▸ Request A
Copy out, unchanged, the stretch of the records from the line containing "Target: trimmed hedge" through the line containing "column 412, row 476".

▸ Excerpted text
Being able to debug code running in a browser with an IDE is fantastic!

With GWT, we devs spend much less mental energy juggling the
interactions of several templating systems and dynamic, typo-prone
browser APIs, plus our designer can work with what we do via UIBinder
quite naturally. (We actually take his mockups and turn the HTML
directly into UIBindered widgets.)

The only downside of GWT is Java. We do all our server-side work in
Scala, and having to go back to Java's verbosity and (comparatively)
anemic collections API now that we're used to a higher-level language
is a drag. (My coworker calls it "coding through mud".)

It's worth dealing with Java though. I couldn't imagine writing
dynamic, single-page webapps any other way. I've written several in
pure JS, and I would never go back to that.


On 10/05/2012 11:53 AM, Charlie Youakim wrote:
> I'm deciding on whether to switch my team to GWT. I think the
> biggest thing for me as the tech lead for the company is "Are you
> happy with your choice to use GWT?"

▸ Records for the exercise
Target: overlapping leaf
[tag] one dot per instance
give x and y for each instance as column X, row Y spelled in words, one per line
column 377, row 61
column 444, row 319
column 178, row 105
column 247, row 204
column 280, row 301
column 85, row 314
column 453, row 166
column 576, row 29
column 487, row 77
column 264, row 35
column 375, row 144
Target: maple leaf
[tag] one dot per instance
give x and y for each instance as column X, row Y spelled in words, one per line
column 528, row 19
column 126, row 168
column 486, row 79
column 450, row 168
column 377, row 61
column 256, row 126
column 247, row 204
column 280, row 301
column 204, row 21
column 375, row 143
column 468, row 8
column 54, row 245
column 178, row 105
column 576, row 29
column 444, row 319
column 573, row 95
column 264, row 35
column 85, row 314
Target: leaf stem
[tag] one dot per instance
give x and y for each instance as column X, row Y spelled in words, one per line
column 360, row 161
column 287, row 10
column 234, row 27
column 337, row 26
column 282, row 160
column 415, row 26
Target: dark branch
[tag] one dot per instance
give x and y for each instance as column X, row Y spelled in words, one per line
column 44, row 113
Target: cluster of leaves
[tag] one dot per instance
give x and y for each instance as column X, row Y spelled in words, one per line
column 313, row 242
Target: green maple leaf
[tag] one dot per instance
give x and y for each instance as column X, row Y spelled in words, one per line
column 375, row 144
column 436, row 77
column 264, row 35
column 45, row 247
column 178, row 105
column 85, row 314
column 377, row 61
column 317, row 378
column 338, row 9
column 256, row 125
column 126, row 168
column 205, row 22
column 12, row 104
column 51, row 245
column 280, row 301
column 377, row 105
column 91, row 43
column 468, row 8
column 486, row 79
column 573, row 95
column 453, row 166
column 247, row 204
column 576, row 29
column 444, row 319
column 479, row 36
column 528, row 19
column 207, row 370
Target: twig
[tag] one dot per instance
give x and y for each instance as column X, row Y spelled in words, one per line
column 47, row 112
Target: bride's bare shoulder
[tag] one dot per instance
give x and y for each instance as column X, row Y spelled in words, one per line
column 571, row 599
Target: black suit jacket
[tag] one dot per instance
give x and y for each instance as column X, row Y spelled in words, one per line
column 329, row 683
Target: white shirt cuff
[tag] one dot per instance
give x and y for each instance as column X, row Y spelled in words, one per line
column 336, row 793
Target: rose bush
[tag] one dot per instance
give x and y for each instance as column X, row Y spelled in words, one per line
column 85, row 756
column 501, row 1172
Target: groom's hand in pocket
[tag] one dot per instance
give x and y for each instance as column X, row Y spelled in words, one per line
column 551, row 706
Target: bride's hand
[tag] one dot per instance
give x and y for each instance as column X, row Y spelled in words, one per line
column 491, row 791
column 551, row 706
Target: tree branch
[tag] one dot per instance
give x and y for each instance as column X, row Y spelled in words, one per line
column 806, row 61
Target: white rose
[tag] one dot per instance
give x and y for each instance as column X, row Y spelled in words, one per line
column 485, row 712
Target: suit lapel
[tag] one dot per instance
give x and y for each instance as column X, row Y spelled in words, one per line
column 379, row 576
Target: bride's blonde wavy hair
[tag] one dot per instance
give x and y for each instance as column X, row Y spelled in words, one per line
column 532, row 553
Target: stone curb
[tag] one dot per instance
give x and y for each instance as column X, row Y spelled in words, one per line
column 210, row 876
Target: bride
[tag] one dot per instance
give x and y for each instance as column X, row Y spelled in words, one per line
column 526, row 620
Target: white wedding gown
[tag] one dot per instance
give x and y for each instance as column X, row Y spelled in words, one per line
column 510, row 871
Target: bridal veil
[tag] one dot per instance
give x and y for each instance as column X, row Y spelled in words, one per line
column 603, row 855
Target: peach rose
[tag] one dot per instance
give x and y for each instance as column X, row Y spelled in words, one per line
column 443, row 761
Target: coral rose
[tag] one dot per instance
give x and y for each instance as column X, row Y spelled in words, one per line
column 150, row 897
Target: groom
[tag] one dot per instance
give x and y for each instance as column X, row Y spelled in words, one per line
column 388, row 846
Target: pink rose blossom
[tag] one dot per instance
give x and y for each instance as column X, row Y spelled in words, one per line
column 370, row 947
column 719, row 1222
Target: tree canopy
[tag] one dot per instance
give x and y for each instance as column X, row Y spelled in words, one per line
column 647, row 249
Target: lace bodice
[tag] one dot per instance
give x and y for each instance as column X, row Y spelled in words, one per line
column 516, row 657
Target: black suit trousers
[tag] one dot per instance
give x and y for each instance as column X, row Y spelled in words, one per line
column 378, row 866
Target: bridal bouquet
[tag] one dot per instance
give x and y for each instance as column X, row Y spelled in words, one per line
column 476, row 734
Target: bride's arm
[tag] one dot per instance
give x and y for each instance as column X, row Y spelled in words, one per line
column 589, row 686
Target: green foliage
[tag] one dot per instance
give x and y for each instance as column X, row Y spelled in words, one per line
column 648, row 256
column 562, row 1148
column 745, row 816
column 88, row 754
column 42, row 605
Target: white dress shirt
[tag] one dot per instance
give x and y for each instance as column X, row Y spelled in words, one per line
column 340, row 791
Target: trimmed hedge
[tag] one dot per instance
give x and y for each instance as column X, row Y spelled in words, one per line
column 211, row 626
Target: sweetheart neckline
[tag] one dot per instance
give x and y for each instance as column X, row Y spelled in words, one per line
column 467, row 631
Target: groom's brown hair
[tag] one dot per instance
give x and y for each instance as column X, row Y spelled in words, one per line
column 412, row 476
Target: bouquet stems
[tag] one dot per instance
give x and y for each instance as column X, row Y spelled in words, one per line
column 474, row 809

* * *

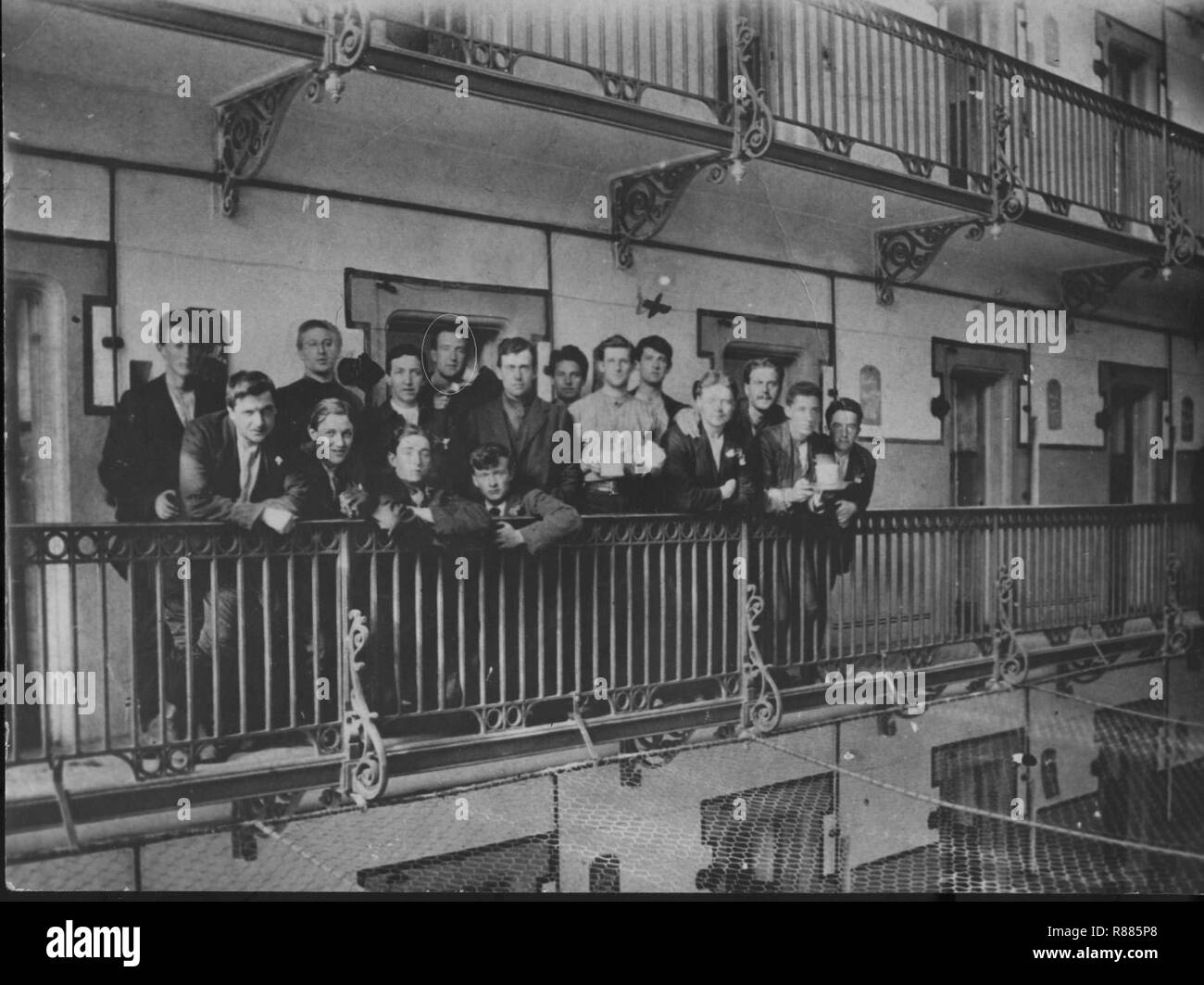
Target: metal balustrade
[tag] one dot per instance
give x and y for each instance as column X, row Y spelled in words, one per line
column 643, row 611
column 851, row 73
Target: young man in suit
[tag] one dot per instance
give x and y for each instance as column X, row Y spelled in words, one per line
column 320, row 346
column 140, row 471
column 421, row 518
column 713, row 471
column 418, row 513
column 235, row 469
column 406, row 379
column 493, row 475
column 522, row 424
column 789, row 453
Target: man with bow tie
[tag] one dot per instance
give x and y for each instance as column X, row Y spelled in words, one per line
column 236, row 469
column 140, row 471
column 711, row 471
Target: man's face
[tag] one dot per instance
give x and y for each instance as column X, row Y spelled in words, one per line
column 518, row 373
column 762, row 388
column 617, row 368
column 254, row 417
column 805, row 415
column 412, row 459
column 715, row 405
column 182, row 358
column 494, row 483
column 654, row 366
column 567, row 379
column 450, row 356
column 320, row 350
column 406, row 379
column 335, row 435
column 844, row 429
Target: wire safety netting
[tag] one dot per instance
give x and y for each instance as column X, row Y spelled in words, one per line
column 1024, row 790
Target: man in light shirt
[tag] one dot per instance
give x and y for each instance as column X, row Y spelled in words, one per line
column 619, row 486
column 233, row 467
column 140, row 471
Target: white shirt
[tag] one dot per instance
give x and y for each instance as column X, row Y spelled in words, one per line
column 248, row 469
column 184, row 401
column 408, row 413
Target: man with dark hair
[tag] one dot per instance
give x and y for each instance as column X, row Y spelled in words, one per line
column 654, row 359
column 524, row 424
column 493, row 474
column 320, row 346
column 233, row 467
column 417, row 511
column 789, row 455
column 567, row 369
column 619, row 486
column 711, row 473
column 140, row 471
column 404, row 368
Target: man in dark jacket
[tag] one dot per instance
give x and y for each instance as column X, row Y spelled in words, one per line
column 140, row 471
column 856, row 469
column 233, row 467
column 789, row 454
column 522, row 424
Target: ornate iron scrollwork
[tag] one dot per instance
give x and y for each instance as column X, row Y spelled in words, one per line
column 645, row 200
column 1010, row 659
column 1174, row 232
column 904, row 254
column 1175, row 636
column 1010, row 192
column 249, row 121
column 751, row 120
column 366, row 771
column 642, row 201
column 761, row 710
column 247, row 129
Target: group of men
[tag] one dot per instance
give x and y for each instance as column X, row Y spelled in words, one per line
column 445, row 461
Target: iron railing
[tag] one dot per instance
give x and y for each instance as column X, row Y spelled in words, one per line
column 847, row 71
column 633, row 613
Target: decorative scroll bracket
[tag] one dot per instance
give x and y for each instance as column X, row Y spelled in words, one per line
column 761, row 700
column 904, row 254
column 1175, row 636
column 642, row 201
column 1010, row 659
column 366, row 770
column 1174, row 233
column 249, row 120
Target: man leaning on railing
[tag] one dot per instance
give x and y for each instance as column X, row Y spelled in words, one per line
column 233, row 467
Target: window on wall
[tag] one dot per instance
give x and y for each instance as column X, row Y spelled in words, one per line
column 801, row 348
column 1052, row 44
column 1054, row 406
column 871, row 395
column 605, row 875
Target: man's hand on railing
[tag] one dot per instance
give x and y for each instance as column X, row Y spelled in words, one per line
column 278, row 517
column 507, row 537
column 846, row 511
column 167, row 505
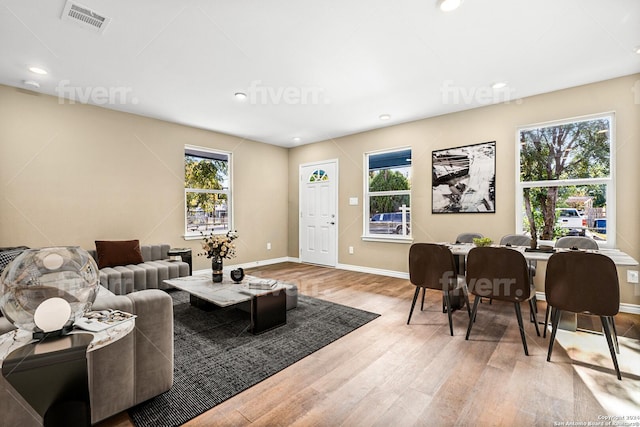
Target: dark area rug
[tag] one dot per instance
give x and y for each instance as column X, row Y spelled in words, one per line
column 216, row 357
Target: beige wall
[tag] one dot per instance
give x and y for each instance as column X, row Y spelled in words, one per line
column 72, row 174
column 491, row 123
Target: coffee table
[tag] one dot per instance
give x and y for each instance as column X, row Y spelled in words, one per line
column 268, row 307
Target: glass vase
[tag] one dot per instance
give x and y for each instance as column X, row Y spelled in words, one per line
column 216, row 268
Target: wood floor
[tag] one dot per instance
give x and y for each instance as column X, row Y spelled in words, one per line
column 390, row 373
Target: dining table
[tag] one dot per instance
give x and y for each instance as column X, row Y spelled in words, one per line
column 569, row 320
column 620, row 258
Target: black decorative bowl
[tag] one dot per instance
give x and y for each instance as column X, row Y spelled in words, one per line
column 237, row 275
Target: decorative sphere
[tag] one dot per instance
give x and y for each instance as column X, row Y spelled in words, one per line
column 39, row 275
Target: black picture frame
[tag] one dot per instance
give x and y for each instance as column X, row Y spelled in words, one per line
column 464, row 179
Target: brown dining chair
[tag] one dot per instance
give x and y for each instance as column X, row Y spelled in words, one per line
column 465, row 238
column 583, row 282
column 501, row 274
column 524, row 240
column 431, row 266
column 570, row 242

---

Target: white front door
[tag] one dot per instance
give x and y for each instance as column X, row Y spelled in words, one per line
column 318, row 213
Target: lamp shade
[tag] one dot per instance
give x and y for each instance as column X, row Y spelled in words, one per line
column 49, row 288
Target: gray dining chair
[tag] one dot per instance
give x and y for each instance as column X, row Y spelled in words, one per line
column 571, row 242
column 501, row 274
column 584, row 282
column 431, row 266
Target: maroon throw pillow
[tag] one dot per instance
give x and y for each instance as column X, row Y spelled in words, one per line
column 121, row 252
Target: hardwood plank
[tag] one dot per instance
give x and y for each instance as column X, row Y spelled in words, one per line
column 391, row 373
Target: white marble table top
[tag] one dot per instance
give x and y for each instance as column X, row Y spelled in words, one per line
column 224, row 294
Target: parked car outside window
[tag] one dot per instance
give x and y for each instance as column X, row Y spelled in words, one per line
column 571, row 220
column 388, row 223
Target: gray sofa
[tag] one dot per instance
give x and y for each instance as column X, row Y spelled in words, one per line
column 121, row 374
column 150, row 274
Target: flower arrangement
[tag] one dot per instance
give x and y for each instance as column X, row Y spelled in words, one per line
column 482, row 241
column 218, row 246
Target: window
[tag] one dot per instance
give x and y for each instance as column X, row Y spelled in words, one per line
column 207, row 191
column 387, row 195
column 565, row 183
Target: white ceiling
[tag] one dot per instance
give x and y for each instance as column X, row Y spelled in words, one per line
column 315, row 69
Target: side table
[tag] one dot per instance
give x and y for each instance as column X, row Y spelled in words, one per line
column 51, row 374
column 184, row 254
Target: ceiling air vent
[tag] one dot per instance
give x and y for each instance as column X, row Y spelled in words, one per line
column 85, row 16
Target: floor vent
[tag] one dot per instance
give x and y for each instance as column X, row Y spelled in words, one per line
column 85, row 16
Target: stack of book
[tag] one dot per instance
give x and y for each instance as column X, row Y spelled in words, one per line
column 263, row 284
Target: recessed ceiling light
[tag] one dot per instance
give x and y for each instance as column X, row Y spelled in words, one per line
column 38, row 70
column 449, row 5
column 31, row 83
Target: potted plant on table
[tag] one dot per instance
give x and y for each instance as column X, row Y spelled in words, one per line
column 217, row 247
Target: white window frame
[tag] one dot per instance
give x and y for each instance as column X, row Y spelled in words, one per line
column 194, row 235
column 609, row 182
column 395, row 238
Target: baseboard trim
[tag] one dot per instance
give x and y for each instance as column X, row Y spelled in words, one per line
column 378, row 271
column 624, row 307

▸ Request B
According to the text about GWT, what language does the team use for its server-side work?

▸ Right answer A
Target: trimmed hedge
[tag] one dot per instance
give x and y for each instance as column X, row Y spelled in words, one per line
column 211, row 626
Target: sweetheart neckline
[tag] one dot per instance
give x and y for each instance as column X, row Y spelled in words, one per line
column 467, row 631
Target: groom's brown hair
[tag] one dot per instance
give x and y for each instance as column X, row Y spelled in words, one per line
column 412, row 476

▸ Right answer B
Scala.